§ **EXERCISE INSTRUCTIONS**: All of the listing should be transcribed exactly.

=-=-=-=-=

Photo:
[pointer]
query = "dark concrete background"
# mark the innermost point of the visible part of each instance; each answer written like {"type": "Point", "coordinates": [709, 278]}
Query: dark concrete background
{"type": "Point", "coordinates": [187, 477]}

=-=-=-=-=

§ **RESULT BELOW**:
Photo:
[pointer]
query = "dark concrete background"
# mark the innermost point of the visible part of each instance; each answer written like {"type": "Point", "coordinates": [709, 278]}
Query: dark concrete background
{"type": "Point", "coordinates": [187, 477]}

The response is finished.